Extracted data entries:
## BEGIN
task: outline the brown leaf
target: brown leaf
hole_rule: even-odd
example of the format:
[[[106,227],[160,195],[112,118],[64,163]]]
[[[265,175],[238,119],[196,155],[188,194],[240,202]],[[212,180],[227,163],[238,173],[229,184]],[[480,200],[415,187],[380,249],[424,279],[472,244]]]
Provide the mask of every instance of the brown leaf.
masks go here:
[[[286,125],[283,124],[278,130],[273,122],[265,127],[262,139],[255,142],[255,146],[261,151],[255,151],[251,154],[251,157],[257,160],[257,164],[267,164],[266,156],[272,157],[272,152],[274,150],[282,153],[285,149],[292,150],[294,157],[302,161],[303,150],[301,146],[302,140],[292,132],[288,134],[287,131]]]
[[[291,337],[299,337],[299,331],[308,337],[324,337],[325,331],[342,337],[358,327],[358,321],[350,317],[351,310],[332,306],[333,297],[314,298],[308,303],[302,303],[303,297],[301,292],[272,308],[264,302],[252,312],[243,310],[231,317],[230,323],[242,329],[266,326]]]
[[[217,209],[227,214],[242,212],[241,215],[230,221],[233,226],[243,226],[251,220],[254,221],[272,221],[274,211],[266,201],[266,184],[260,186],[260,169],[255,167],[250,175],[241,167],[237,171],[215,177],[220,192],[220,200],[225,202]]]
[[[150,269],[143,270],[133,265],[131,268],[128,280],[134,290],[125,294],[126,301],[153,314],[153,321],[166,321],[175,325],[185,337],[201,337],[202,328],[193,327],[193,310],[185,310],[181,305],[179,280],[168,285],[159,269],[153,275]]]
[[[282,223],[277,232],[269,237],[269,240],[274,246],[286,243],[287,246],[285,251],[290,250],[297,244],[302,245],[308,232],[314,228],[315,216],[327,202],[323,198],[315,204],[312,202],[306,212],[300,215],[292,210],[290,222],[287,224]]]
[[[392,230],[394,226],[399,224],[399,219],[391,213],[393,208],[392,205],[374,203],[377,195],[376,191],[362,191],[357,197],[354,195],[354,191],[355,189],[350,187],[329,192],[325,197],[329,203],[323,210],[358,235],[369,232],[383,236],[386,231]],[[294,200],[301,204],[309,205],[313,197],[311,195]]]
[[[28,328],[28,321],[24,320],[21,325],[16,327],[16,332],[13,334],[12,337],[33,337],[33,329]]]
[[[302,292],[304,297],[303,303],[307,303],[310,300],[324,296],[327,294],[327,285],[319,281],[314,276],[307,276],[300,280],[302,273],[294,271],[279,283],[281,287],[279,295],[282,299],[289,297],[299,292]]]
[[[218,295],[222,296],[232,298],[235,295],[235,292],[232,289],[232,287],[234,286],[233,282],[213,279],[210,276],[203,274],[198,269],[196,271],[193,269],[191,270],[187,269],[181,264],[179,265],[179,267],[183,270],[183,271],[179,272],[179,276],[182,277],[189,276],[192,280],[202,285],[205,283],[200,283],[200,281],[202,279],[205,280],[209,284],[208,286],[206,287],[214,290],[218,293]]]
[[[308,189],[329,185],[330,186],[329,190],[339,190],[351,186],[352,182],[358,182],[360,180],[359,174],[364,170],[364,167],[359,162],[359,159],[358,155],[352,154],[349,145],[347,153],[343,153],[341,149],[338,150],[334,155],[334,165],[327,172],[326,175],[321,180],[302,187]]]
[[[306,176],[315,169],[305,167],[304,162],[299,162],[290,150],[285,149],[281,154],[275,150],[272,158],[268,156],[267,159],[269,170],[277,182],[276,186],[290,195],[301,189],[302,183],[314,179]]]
## END
## BEGIN
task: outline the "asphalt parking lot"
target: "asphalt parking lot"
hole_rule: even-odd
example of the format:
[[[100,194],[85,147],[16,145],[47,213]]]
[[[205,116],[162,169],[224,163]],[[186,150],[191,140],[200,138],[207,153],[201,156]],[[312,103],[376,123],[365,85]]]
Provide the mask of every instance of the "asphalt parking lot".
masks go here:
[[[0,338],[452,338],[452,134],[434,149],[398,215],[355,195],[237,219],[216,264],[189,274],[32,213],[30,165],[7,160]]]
## END
## BEGIN
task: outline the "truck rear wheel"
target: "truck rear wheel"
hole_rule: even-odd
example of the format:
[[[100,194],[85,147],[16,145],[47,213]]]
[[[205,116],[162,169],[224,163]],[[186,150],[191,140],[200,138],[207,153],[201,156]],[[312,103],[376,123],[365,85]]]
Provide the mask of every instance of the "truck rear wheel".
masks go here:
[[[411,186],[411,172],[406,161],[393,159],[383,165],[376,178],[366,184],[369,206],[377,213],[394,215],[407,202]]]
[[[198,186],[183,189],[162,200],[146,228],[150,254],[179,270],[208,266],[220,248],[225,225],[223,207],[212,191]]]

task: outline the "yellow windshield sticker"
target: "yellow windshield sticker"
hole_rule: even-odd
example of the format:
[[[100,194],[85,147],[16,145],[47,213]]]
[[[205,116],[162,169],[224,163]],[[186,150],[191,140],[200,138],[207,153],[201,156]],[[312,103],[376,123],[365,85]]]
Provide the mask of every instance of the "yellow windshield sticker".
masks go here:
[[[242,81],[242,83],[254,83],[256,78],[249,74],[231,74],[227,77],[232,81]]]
## END
▶ **DIRECTIONS**
Count how many lines of the data above contain the string "truck", with case counting. Reply with the number alone.

▶ **RESPONSE TO THE EXERCISE**
3